## PROBLEMS TO WORK ON
#1 According to the article on the Norwegian Bible translation, how many copies have been sold in the last 14 months?
#2 Write the next part of the article on the Norwegian Bible translation, picking up after its final sentence.

## READING TEXT
· · · · · · ·
Friday, December 21, 2012

The Bible is surprise bestseller in Norway


New translation jostles for position with EL James, Jo Nesbø and Ken Follett to become one of the year's top 15 bestsellers
The Bible … officially a good book. Photograph: Alamy

The hottest read in Norway this year is packed with polygamy, prostitutes – even corporal punishment. But this isn't Fifty Shades of Grey; instead, Norwegians have been rushing to pick up copies of the Bible.


Published last October, a new Norwegian translation of the Bible has been one of the top 15 bestsellers in the country for 54 out of the last 56 weeks, jostling for position with more populist titles from the likes of EL James, James Nesbø, Ken Follett and Per Petterson. It is now one of the bestselling books of the year, according to Dag Smemo, project manager for publisher the Norwegian Bible Society, with 157,000 copies sold in the last 14 months, and more time in the charts than both Fifty Shades of Grey and Justin Bieber's autobiography.


Smemo puts the popularity of the book – among Christians and non-believers alike – down to the strength of its translation. The Bible Society worked with Hebrew and Greek experts on the original text, and then involved literary writers including A Death in the Family author Karl Ove Knausgaard to perfect it.
· · · · · · ·
## DATA PROVIDED

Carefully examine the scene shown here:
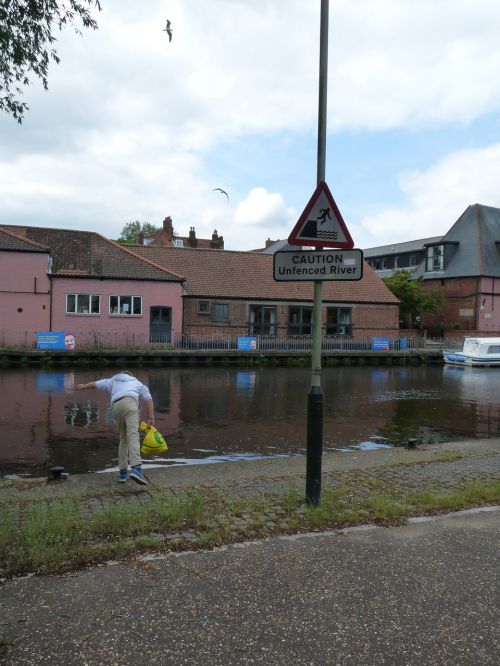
· · · · · · ·
## ANSWERS TO THE EXERCISES
#1 157,000 copies.

#2
"It's always a very touchy issue, doing a new translation of the Bible," said Smemo. "People say they like it the way it is. But we had a very thorough procedure, involving authors and poets, secular people and believers, and discussing the whole translation word by word, so there is not only a good translation of the Greek and Hebrew but also a very good flow of the Norwegian language. People are saying that it's very good, and we are seeing this from both conservative groups and more secular groups. It's definitely not only Christians buying it. It's atheists too – people are saying the Bible is important for us, for our culture, and for the nation."

Full story at The Guardian

1 comment:

Margo19 said...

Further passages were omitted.